_Request a_
Count the lines in the listing below that contain the string "label". Give only the number.
===== Document excerpt
WebRTC Tutorial: What is WebRTC and How it Works?

WebRTC is an open-source protocol suite that lets browsers and devices stream audio, video, and data to each other in under 500 milliseconds — no plugins, no downloads, no third-party software. Standardized by the W3C and IETF under RFC 8829 in January 2021, it’s the technology behind video consultations, live auctions, multiplayer gaming, and any situation where a second of lag is one second too many.

If you’ve ever wondered exactly how WebRTC pulls off real-time delivery — what ICE candidates are, why DTLS matters, or when you actually need a TURN server — this guide has the answers. It also covers where WebRTC genuinely struggles (scalability and broadcast quality), and how a media server like Ant Media Server solves those problems.

What is WebRTC?

WebRTC — short for Web Real-Time Communication — is a royalty-free, open-source protocol suite that enables peer-to-peer audio, video, and data streaming directly between browsers and devices, without plugins or intermediary software. It was standardized by the W3C and IETF in RFC 8829 (January 2021) and currently runs natively in Chrome, Firefox, Safari, Edge, and Opera.

In practical terms: when you join a video call from a browser tab without installing anything, that’s WebRTC at work. The protocol embeds three JavaScript APIs directly into the browser runtime — getUserMedia (captures your camera and mic), RTCPeerConnection (manages the connection), and RTCDataChannel (handles text, files, or any binary data alongside video).
==========
===== The records
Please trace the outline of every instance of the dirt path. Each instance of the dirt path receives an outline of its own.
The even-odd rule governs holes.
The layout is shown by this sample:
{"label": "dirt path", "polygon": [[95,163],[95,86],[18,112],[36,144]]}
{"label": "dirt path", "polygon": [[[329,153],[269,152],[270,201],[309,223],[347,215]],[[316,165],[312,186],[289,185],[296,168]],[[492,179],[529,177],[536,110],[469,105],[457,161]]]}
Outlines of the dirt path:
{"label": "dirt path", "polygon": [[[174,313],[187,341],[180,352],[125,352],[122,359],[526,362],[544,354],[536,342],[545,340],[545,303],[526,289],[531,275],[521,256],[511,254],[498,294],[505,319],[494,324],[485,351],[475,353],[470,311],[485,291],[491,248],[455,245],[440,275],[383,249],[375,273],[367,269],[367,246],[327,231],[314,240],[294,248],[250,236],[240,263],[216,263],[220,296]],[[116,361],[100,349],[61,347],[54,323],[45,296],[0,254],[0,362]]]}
==========
_Request b_
In the WebRTC tutorial, which browser API handles text, files, or binary data alongside video?

_Written reply a_
3

_Written reply b_
RTCDataChannel